*Source extract:*
┌──
This season the Raiders dirty laundry was supposed to be stuffed in the hamper. Out of sight. Deodorized. This was going to be the year that the woeful Raiders finally turned it around. Instilled discipline. Got back to basics. Stopped all the nonsense and distractions and the Al Davis public displays that come complete with overhead projectors and legal action.
The Raiders weren't even a week into the 2009 training camp before the dysfunction started up again. On a positive note, it took 12 days before the Raiders latest problem became public. The negative side? The 2009 season could be derailing before it even begins.
Midday Monday, news broke that a lowly Raiders assistant coach named Randy Hanson was hospitalized in Napa after an Aug. 5 assault by another staff member at the team's training camp headquarters. Police filed a report, though no charges were pressed. According to news reports, the assailant was Raiders head coach Tom Cable.
Several hours later, when Cable was available to the media, he did not proclaim his innocence. He said, "It's an internal issue and we're dealing with it," and abruptly cut short his media session. Later in the evening, ESPN reported that Cable had denied that any punches were thrown.
Not exactly the art of spin control. But then, public relations has never been the Raiders strong suit.
This is a bad beginning to what is supposed to be a fresh start for a team that has not won more than five games for six consecutive seasons. This is the Raiders' golden anniversary, celebrating 50 years of existence, and though the team still trots out its tired "Team of the Decades" slogan, it has become one of the league's most hopeless franchises.
Last season was perhaps the ugliest in a half-century. A standoff between coach Lane Kiffin and Davis created another lost season. Kiffin was fired after four games. In one of the more bizarre NFL press conferences ever held, Davis smeared Kiffin as a liar, and brought out an overhead projector to detail Kiffin's transgressions.
(In an odd intersection of Raiders' public embarrassments, Hanson played a role in Kiffin's demise. After the Raiders were thrashed by Denver in the 2008 season opener, Hanson told the team that the problem wasn't the players but the coach. Kiffin suspended him and wanted to fire him, but Davis defended Hanson and ultimately keep him.)
It couldn't get any worse. Could it?
Last fall, Cable -- then the offensive line coach -- replaced Kiffin. He had a 4-8 record, was left dangling by Davis at the end of the season, but finally got the full-time gig, becoming the Raiders fifth head coach in six seasons.
He was supposed to instill discipline in a group of players that had exhibited precious little, regularly among the league leaders in penalty yardage (and showing no signs of changing, with 14 penalties for 107 yards in last week's exhibition opener against Dallas).
└──
*Listed records:*
┌──
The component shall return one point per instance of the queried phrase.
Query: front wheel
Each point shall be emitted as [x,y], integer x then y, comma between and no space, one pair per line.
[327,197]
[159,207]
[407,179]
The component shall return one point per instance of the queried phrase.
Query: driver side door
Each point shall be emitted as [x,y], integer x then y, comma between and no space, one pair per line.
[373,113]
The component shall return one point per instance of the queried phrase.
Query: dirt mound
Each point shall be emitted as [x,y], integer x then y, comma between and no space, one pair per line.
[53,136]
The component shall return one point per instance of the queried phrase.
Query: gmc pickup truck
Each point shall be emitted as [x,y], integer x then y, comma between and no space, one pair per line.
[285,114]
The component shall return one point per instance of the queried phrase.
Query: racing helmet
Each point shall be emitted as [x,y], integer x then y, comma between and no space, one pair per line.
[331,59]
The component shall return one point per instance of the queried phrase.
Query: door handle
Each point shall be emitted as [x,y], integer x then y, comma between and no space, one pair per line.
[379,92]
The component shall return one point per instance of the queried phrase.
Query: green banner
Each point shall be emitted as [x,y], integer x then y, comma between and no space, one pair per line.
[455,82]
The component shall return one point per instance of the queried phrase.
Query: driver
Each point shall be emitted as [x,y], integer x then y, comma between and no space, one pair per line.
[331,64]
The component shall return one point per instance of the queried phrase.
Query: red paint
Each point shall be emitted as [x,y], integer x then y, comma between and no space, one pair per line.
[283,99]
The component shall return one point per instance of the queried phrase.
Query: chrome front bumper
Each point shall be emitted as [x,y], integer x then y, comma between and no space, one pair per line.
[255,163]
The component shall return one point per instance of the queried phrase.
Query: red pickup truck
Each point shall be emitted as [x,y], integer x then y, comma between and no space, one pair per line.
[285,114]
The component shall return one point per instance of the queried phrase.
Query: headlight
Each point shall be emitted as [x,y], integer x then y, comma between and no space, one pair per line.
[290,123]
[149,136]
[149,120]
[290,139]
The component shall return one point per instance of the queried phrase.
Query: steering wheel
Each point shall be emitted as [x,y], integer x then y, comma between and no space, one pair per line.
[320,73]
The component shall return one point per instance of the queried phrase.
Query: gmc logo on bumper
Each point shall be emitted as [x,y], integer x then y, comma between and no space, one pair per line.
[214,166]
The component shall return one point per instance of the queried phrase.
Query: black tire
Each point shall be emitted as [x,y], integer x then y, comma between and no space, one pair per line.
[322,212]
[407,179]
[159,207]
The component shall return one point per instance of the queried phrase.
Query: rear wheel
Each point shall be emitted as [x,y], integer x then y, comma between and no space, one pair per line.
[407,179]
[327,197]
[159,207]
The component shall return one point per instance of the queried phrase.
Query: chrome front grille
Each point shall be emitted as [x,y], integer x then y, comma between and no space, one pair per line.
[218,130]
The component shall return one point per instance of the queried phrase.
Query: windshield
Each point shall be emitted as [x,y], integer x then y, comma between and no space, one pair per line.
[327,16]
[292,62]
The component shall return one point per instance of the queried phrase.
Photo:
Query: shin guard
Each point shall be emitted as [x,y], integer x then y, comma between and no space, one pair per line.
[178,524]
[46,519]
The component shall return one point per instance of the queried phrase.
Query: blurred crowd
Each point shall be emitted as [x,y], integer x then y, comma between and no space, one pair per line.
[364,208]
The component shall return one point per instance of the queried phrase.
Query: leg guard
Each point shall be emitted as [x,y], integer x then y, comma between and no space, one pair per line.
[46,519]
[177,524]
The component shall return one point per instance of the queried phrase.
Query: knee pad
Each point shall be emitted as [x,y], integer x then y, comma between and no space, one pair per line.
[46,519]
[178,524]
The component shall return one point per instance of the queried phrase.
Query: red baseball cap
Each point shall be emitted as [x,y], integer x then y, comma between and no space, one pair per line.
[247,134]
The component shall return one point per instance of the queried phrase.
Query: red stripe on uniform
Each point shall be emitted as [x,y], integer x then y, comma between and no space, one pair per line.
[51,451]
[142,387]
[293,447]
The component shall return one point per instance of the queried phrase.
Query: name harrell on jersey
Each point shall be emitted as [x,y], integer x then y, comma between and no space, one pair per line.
└──
*What this exercise asks:*
1 > In the Raiders article, rewrite the paragraph beginning "Last season was perhaps the ugliest" as a shorter version that keeps its main facts.
2 > According to the Raiders article, in which city was Randy Hanson hospitalized?
3 > Transcribe the passage of the Raiders article that begins with the words "Midday Monday, news" and ends with the words "Raiders strong suit.".

*Answers to this exercise:*
1 > Last season may have been the ugliest in 50 years, lost to a standoff between coach Lane Kiffin and Al Davis. Kiffin was fired after four games, and at a bizarre press conference Davis called him a liar and used an overhead projector to list his transgressions.

2 > Napa.

3 >
Midday Monday, news broke that a lowly Raiders assistant coach named Randy Hanson was hospitalized in Napa after an Aug. 5 assault by another staff member at the team's training camp headquarters. Police filed a report, though no charges were pressed. According to news reports, the assailant was Raiders head coach Tom Cable.
Several hours later, when Cable was available to the media, he did not proclaim his innocence. He said, "It's an internal issue and we're dealing with it," and abruptly cut short his media session. Later in the evening, ESPN reported that Cable had denied that any punches were thrown.
Not exactly the art of spin control. But then, public relations has never been the Raiders strong suit.